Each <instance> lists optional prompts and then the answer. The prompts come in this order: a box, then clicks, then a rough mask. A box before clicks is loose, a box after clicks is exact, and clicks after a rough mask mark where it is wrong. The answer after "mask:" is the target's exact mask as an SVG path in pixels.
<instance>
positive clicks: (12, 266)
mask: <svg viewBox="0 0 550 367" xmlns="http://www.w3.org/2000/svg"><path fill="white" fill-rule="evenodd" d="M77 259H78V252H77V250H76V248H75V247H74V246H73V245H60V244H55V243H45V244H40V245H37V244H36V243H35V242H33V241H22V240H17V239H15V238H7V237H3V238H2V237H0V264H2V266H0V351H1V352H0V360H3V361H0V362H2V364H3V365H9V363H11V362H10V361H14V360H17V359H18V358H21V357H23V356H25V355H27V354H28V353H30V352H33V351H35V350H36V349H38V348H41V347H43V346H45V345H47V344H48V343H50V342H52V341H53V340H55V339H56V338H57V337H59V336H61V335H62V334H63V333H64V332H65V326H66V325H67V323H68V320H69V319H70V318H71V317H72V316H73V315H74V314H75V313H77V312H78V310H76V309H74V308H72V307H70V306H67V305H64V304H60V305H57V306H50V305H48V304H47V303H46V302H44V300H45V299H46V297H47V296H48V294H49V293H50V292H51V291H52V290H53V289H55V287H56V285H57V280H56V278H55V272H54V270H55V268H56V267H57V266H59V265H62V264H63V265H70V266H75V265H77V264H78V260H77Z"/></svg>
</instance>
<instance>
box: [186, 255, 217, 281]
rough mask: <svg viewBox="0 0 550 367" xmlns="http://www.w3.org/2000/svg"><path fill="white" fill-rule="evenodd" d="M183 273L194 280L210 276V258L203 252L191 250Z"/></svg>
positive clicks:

══════════

> _WHAT YOU ARE ASKED TO DO_:
The full set of entries should appear again, unchanged, line by line.

> _RESULT FOR THIS EXERCISE_:
Each <instance> lists optional prompts and then the answer. The prompts come in this order: a box, then clicks, then a rough mask. A box before clicks is loose, a box after clicks is exact, and clicks after a rough mask mark where it is wrong. The answer after "mask:" is the target's exact mask as an SVG path in pixels.
<instance>
positive clicks: (12, 266)
mask: <svg viewBox="0 0 550 367" xmlns="http://www.w3.org/2000/svg"><path fill="white" fill-rule="evenodd" d="M77 259H78V252H77V250H76V248H75V247H74V246H73V245H60V244H55V243H45V244H40V245H37V244H36V243H35V242H33V241H22V240H17V239H15V238H7V237H3V238H2V237H0V264H2V266H0V351H1V352H0V360H3V361H0V362H2V364H3V365H9V363H11V362H10V361H14V360H17V359H18V358H21V357H23V356H25V355H27V354H28V353H30V352H33V351H35V350H36V349H38V348H41V347H43V346H45V345H47V344H48V343H50V342H52V341H53V340H55V339H56V338H57V337H59V336H61V335H62V334H63V333H64V332H65V326H66V325H67V323H68V320H69V319H70V318H71V317H72V316H73V315H74V314H75V313H77V312H78V310H76V309H74V308H72V307H70V306H67V305H64V304H60V305H57V306H50V305H48V304H47V303H46V302H44V300H45V299H46V297H47V296H48V294H49V293H50V292H51V291H52V290H53V289H55V287H56V285H57V280H56V278H55V272H54V270H55V268H56V267H57V266H59V265H62V264H63V265H70V266H75V265H77V264H78V260H77Z"/></svg>
</instance>
<instance>
box: [186, 255, 217, 281]
rough mask: <svg viewBox="0 0 550 367" xmlns="http://www.w3.org/2000/svg"><path fill="white" fill-rule="evenodd" d="M183 273L194 280L210 276V258L203 252L191 250Z"/></svg>
positive clicks:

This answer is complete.